**Your task:**
Rewrite every line from the one with "# point: woman" through the end of the lines below, with each x and y coordinate increased by 59 and every other line kept unchanged. Leave the pictures out.

· · · · ·

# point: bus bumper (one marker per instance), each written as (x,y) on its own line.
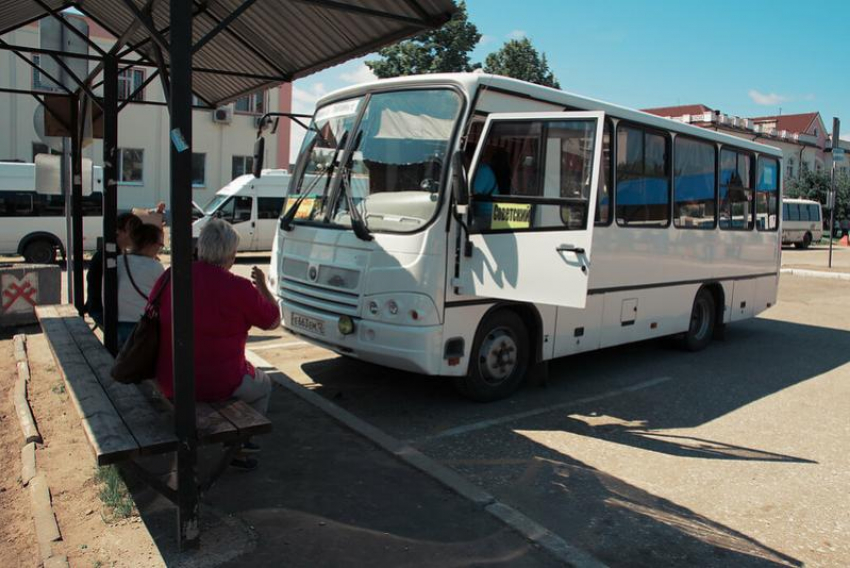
(409,348)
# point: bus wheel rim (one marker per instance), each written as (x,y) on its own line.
(497,356)
(699,319)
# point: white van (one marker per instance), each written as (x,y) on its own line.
(252,205)
(802,222)
(32,224)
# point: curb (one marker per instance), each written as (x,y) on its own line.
(46,528)
(528,528)
(816,273)
(22,407)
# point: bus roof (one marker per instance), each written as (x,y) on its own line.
(472,82)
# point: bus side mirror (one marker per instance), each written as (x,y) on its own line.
(259,152)
(460,184)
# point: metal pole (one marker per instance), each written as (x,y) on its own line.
(180,111)
(75,247)
(110,203)
(836,126)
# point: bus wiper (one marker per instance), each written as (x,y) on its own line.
(287,218)
(357,222)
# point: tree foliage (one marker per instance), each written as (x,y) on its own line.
(815,186)
(520,60)
(445,50)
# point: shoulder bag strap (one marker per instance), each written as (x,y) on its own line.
(133,282)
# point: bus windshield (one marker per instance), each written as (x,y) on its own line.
(393,171)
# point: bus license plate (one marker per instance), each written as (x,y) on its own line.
(307,324)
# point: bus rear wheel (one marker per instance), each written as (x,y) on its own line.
(701,328)
(40,251)
(804,244)
(498,360)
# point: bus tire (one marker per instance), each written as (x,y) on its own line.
(499,358)
(703,320)
(40,251)
(804,244)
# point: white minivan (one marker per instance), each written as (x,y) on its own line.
(252,205)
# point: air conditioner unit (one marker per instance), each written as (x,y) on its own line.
(223,115)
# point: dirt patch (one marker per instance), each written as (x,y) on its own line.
(17,532)
(92,534)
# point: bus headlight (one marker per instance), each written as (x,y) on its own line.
(401,309)
(345,325)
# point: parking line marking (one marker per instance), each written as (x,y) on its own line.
(466,428)
(286,345)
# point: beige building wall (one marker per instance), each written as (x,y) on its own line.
(141,126)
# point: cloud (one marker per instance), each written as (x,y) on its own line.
(485,39)
(767,100)
(360,75)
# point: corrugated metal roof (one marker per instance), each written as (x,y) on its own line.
(271,42)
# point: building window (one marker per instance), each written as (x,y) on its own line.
(255,104)
(39,81)
(199,170)
(131,165)
(241,165)
(128,81)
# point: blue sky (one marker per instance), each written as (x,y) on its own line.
(744,57)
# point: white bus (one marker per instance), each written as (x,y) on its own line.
(32,224)
(252,205)
(802,222)
(588,225)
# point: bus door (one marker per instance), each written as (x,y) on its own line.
(533,185)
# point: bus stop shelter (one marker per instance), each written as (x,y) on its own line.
(217,50)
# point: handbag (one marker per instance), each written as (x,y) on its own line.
(136,361)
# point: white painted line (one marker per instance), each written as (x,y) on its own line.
(537,411)
(816,274)
(287,345)
(552,543)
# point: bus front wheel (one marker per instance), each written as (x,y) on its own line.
(701,328)
(498,360)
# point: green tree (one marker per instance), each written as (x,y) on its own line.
(445,50)
(518,59)
(815,185)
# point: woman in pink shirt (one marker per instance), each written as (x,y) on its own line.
(226,306)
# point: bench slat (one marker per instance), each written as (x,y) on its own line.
(152,430)
(107,434)
(246,419)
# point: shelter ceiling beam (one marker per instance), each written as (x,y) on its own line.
(56,14)
(266,59)
(333,5)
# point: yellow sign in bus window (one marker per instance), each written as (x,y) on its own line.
(305,208)
(511,216)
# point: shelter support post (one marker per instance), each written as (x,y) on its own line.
(180,51)
(75,246)
(110,203)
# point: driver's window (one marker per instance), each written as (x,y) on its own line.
(242,209)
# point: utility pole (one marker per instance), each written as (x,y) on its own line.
(837,155)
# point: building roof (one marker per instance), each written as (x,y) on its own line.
(262,43)
(799,123)
(680,110)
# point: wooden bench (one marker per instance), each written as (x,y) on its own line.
(122,422)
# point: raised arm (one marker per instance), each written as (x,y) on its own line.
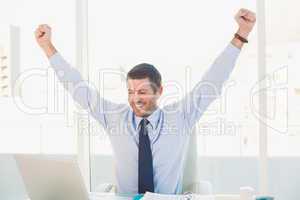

· · · · ·

**The reply:**
# point: woman in pink shirt (one marker per instance), each written as (x,y) on its own line.
(285,365)
# point: bench slat (one marker per instance), each written as (x,y) on its own line.
(211,489)
(166,493)
(305,478)
# point: shelter ceiling beam (one marker per instance), each written as (x,y) on its own line.
(115,73)
(325,118)
(392,64)
# point: yellow sign in bus window (one marker per instance), each written as (x,y) on its own line.
(364,267)
(570,275)
# point: shelter support post (one marker per instance), each written as (x,y) on its own line.
(239,110)
(134,305)
(169,262)
# point: driver's window (one marker per instance), each written as (x,y) on its own line.
(301,268)
# point: utility pole (one marker per instance), each written as (x,y) on its own line.
(896,214)
# point: building roof (one marker per instance), each written as (x,y) on its own line.
(321,102)
(858,182)
(739,169)
# point: wooden bench (one marker per instance), each written as (x,y) on its own line.
(181,481)
# point: raised arm (one marker per instance), each written as (x,y) on its own line.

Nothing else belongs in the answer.